··· Records for this task ···

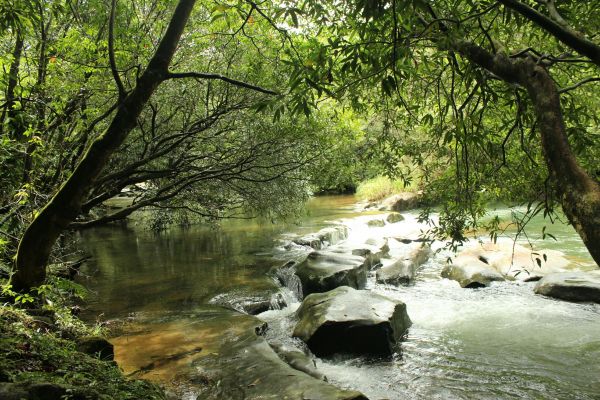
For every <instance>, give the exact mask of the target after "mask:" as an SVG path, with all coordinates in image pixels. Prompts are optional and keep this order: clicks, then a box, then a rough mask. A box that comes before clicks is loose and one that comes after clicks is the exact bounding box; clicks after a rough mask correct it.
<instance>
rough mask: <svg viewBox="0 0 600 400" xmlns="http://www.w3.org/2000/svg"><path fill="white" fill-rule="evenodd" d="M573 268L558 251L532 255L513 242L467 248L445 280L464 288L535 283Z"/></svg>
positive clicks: (491, 243) (451, 264) (456, 261)
mask: <svg viewBox="0 0 600 400" xmlns="http://www.w3.org/2000/svg"><path fill="white" fill-rule="evenodd" d="M569 264H570V262H569V261H568V260H567V259H566V258H565V257H564V255H563V254H562V253H561V252H559V251H555V250H543V251H533V250H531V249H528V248H526V247H524V246H521V245H519V244H516V243H513V242H499V243H475V244H471V245H468V246H467V247H466V248H465V249H464V250H462V251H461V252H460V253H458V255H457V256H456V257H454V259H453V260H452V263H451V264H450V265H448V266H446V267H445V268H444V270H443V271H442V276H443V277H444V278H448V279H452V280H455V281H457V282H458V283H459V284H460V285H461V287H464V288H476V287H485V286H489V285H490V283H491V282H494V281H503V280H521V281H533V280H539V279H541V278H542V277H543V276H545V275H548V274H551V273H555V272H562V271H564V270H565V268H566V267H567V266H568V265H569Z"/></svg>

···

→ Directions
Exclude the images and copy every record above exactly.

→ Response to the task
For every <instance>, give the exact mask of the target after "mask:" as an SVG path, with all coordinates in image pixels. Prompts are optional and keep this order: clicks, then a box, then a rough mask. A box that comes before clicks is loose and one that comes after clicks is the exact bounding box; clicks after a rough mask correct it.
<instance>
rough mask: <svg viewBox="0 0 600 400" xmlns="http://www.w3.org/2000/svg"><path fill="white" fill-rule="evenodd" d="M573 268L558 251L532 255L513 242L467 248L445 280L464 288L535 283Z"/></svg>
positive clicks: (491, 243) (451, 264) (456, 261)
mask: <svg viewBox="0 0 600 400" xmlns="http://www.w3.org/2000/svg"><path fill="white" fill-rule="evenodd" d="M569 264H570V262H569V261H568V260H567V259H566V258H565V257H564V255H563V254H562V253H561V252H559V251H555V250H543V251H533V250H531V249H528V248H526V247H524V246H521V245H519V244H516V243H513V242H499V243H475V244H471V245H468V246H467V247H466V248H465V249H464V250H462V251H461V252H460V253H458V255H457V256H456V257H454V259H453V260H452V263H451V264H450V265H448V266H446V267H445V268H444V270H443V271H442V276H443V277H444V278H448V279H452V280H455V281H457V282H458V283H459V284H460V285H461V287H464V288H476V287H485V286H489V285H490V283H491V282H494V281H503V280H521V281H533V280H539V279H541V278H542V277H543V276H545V275H548V274H551V273H555V272H562V271H564V270H565V268H566V267H567V266H568V265H569Z"/></svg>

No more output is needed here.